> [Work item]
In the stretch of the dealership thread from "Wow...it sounds like" through "are that way.", change "terrible experience" to "bad experience".

Exercise text Start Marker

After we drove back into the dealer I was looking under the car and I smelled it, at the time I didn't know what it was. I asked him, and he replied it's the exhaust. I admit I was a bit puzzled, but I was blinded by the excitement of driving off with an 05 400HP GTO, I forgot all about when I started signing papers. I found out it was my clutch when I brought it a close friend who informed me that the bad smell was my clutch. And it was on the brink of destruction seeing that we were just taking a stroll at 40mph and clutch was slipping.


----------



## GOATGIRL (Feb 6, 2006)

Noraku_6.0L said:


> After we drove back into the dealer I was looking under the car and I smelled it, at the time I didn't know what it was. I asked him, and he replied it's the exhaust. I admit I was a bit puzzled, but I was blinded by the excitement of driving off with an 05 400HP GTO, I forgot all about when I started signing papers. I found out it was my clutch when I brought it a close friend who informed me that the bad smell was my clutch. And it was on the brink of destruction seeing that we were just taking a stroll at 40mph and clutch was slipping.



Wow...it sounds like the salesman was talking out of his arce...what he should've done is told the salesmanager and had them check it out and fix it before you took delivery...but that's my personal opinion. Sorry you had such a terrible experience at that particular GM dealership. I hope you know that not all GM dealership are that way.


----------



## PEARL JAM (Sep 6, 2005)

GOATGIRL said:


> Now, if the technician comes across a situtation where the problem is more complicated and spends more time and money on the problem, I'm sure GM takes that into consideration as well.


NOT TRUE!!!!
If a technition(like me)has, say, an intermittant electrical problem on a car,and takes 6 hours to diagnose(remember,INTERMITANT in this sinario) Turns out to be a Mass Air Flow sensor is the problem. I will get paid the .2 of a labor hour for installing the part.If I have time punched on the repair order for those 6 hours I was 1)trying to varify the customer's complaint(duplicate the problem) 2)properly follow any diagnostic flow chart GM MAY have come up with for this problem 3) Install the part 4)varify the repair(drive the vehicle to make sure I have fixed it 5) write up paper work.......The most extra time GM is allowed to give a technition is TWO HOURS.If a problem is too complicated and a problem cannot be solved by us using the diagnostic info. GM provides us,we have an engineering hotline to call.THIS IS A JOKE! I have had situations where these guys have told us they don't have a fix for my customer's problem. I'M SUPPOSED TO TELL THEM THAT?! When you do take your car to a dealer for repairs,please have patients. We know it is your $30k baby we are working on and want nothing more than to get it back to you clean,and fixed correctly.

Exercise text End Marker
Recorded information Start Marker

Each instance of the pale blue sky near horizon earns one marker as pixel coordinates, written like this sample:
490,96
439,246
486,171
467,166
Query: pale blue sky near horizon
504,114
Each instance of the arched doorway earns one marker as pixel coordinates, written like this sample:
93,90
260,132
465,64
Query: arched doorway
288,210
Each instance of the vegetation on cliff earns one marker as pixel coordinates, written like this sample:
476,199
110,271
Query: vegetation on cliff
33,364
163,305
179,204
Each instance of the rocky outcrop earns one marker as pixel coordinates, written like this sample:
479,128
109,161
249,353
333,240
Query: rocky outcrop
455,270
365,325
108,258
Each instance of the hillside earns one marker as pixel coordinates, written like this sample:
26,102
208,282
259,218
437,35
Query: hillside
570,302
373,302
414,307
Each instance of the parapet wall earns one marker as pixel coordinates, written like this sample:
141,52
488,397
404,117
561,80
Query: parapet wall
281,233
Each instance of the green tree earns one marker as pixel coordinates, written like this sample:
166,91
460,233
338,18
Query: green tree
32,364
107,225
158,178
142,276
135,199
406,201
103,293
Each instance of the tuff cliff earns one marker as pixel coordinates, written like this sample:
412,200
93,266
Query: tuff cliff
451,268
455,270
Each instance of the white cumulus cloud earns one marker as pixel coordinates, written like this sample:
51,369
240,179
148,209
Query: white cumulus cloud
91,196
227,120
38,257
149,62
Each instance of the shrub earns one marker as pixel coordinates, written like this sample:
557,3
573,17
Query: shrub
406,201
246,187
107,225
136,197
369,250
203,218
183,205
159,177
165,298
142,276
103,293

Recorded information End Marker

> [Result of the exercise]
Wow...it sounds like the salesman was talking out of his arce...what he should've done is told the salesmanager and had them check it out and fix it before you took delivery...but that's my personal opinion. Sorry you had such a bad experience at that particular GM dealership. I hope you know that not all GM dealership are that way.